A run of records

*****

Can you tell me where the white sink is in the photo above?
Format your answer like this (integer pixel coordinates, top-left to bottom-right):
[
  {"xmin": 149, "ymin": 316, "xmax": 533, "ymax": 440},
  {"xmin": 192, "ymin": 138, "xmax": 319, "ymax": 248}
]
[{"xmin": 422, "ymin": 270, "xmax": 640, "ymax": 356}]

*****

Rescale the records above by reproducing every line, requests included, with each bounding-box coordinate in the answers multiplied by 1.6 and rounded to the nearest whole number, halves rounded up. Keep the numbers in the requests and their format samples unchanged.

**THE COMPLETED TASK:**
Can you tell me where the white sink is in the photo above?
Format your answer like this (integer pixel coordinates, top-left to bottom-right):
[
  {"xmin": 149, "ymin": 316, "xmax": 533, "ymax": 440},
  {"xmin": 192, "ymin": 138, "xmax": 319, "ymax": 248}
]
[{"xmin": 675, "ymin": 432, "xmax": 1024, "ymax": 570}]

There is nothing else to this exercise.